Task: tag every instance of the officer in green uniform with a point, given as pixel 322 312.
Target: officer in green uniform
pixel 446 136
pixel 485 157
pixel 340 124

### Zu erledigen
Gib die Zeilen aller Datensätze oben unverändert wieder.

### Endergebnis
Task: tag every instance of the officer in green uniform with a point, given as pixel 322 312.
Target: officer in green uniform
pixel 446 136
pixel 485 157
pixel 340 124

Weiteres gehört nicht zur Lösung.